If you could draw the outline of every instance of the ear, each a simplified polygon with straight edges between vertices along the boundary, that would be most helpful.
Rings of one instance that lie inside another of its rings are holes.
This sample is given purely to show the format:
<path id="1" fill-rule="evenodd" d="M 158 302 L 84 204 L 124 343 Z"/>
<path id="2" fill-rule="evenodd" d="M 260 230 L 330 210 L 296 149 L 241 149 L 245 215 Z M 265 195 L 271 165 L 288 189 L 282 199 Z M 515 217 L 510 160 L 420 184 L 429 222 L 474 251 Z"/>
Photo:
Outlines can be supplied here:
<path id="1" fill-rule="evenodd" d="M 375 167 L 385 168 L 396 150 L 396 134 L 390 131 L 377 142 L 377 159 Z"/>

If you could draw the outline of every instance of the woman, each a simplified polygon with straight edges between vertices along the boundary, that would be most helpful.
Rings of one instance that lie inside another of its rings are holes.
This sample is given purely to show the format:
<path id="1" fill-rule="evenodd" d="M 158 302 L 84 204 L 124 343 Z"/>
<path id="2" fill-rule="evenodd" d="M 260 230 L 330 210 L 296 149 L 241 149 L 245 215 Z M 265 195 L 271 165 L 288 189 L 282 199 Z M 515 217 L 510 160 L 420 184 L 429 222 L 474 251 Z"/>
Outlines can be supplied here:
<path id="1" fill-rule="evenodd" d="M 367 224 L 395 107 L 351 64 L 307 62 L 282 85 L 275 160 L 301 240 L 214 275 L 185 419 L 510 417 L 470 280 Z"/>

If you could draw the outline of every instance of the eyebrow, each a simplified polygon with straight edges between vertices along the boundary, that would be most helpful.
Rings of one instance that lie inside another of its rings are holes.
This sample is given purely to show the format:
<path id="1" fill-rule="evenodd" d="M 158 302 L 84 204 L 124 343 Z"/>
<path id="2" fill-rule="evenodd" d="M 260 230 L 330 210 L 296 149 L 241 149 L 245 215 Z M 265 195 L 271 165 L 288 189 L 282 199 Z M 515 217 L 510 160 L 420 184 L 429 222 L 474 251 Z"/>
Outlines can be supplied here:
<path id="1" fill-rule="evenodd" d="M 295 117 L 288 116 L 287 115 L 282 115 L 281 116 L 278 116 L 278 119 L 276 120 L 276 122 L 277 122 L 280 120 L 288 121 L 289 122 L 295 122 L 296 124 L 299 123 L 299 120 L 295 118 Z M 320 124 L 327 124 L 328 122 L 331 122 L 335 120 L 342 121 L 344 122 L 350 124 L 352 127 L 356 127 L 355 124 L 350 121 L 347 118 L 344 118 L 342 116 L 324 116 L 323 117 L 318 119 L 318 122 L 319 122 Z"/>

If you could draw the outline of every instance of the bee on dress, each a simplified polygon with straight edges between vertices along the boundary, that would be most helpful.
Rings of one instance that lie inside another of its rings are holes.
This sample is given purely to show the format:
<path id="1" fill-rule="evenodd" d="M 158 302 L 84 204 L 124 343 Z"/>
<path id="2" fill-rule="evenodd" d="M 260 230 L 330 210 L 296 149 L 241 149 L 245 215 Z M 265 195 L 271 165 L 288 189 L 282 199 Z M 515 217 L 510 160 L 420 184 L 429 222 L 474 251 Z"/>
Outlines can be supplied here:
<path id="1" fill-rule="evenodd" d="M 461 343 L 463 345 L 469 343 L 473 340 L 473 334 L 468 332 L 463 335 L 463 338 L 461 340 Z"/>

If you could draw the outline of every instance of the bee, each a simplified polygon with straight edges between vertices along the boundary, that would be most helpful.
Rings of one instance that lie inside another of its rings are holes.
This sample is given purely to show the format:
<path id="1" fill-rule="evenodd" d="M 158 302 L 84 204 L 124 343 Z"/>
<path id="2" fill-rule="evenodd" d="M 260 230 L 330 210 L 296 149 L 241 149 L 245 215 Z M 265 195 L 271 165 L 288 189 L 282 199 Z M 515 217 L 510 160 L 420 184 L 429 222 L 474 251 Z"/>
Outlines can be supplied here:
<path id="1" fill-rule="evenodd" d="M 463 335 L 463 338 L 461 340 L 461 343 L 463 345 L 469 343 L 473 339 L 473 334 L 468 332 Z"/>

※

# [Problem statement]
Quote all of the data above word for word.

# [Exercise result]
If you could draw the outline of every instance of the ear, each a simplified polygon with straight edges between vertices along the boundary, that would be most helpful.
Rings of one instance that lie inside another of its rings are holes.
This sample is given purely to show the format:
<path id="1" fill-rule="evenodd" d="M 158 302 L 84 204 L 124 343 Z"/>
<path id="2" fill-rule="evenodd" d="M 260 230 L 330 210 L 296 149 L 241 149 L 245 215 Z M 265 195 L 271 165 L 288 189 L 282 199 Z M 515 217 L 510 160 L 420 184 L 429 222 L 474 251 Z"/>
Photo:
Outlines can be supplied here:
<path id="1" fill-rule="evenodd" d="M 375 167 L 385 168 L 396 150 L 396 134 L 390 131 L 377 142 L 377 159 Z"/>

If you could draw the outline of every instance of the woman, each a simplified polygon with straight edges between vertices along the boundary, that would be most helpful.
Rings of one instance that lie inside another of its rings are holes.
This sample is given purely to show the format:
<path id="1" fill-rule="evenodd" d="M 158 302 L 84 204 L 124 343 Z"/>
<path id="2" fill-rule="evenodd" d="M 260 230 L 330 210 L 296 149 L 241 149 L 245 215 Z M 265 195 L 271 165 L 288 189 L 282 199 Z M 515 217 L 510 160 L 420 184 L 429 222 L 474 251 Z"/>
Outlines can be supplied here:
<path id="1" fill-rule="evenodd" d="M 367 224 L 395 107 L 351 64 L 307 62 L 282 85 L 275 160 L 301 240 L 214 275 L 185 419 L 510 417 L 470 280 Z"/>

If you could draw the outline of every instance of the eyebrow, each a simplified polygon with straight edges between vertices along the boundary, that would be most helpful.
Rings of one instance that lie inside another of its rings are holes.
This sample is given purely to show the format:
<path id="1" fill-rule="evenodd" d="M 158 302 L 84 204 L 124 343 Z"/>
<path id="2" fill-rule="evenodd" d="M 260 230 L 330 210 L 296 149 L 241 149 L 245 215 Z M 265 195 L 271 165 L 288 189 L 282 199 Z M 515 217 L 510 160 L 420 184 L 429 222 L 474 251 Z"/>
Outlines can be supplied here:
<path id="1" fill-rule="evenodd" d="M 295 117 L 288 116 L 287 115 L 282 115 L 281 116 L 278 116 L 278 119 L 276 120 L 276 122 L 277 122 L 280 120 L 288 121 L 289 122 L 295 122 L 296 124 L 299 123 L 299 120 L 295 118 Z M 320 124 L 327 124 L 328 122 L 331 122 L 335 120 L 342 121 L 344 122 L 350 124 L 352 127 L 356 127 L 355 124 L 350 121 L 347 118 L 344 118 L 342 116 L 324 116 L 323 117 L 318 119 L 318 122 L 319 122 Z"/>

If you could draw the outline of every instance of the bee on dress, each a simplified polygon with straight edges between vertices along the boundary, that would be most helpful.
Rings of one instance that lie inside another of its rings are holes.
This sample is given purely to show the format:
<path id="1" fill-rule="evenodd" d="M 158 302 L 84 204 L 124 343 Z"/>
<path id="2" fill-rule="evenodd" d="M 260 230 L 330 210 L 296 149 L 241 149 L 245 215 Z M 265 195 L 271 165 L 288 189 L 282 199 Z M 515 217 L 510 160 L 420 184 L 429 222 L 474 251 Z"/>
Outlines can be supplied here:
<path id="1" fill-rule="evenodd" d="M 461 343 L 463 345 L 469 343 L 473 340 L 473 334 L 468 332 L 463 335 L 463 338 L 461 340 Z"/>

If you could draw the outline of every instance of the bee, each a simplified polygon with straight edges between vertices along the boundary, that would be most helpful.
Rings of one instance that lie inside another of its rings are holes.
This sample is given purely to show the format:
<path id="1" fill-rule="evenodd" d="M 158 302 L 84 204 L 124 343 Z"/>
<path id="2" fill-rule="evenodd" d="M 260 230 L 330 210 L 296 149 L 241 149 L 245 215 Z M 265 195 L 271 165 L 288 189 L 282 199 Z M 515 217 L 510 160 L 420 184 L 429 222 L 474 251 Z"/>
Outlines can be supplied here:
<path id="1" fill-rule="evenodd" d="M 463 335 L 463 338 L 461 340 L 461 343 L 463 345 L 469 343 L 473 339 L 473 334 L 468 332 Z"/>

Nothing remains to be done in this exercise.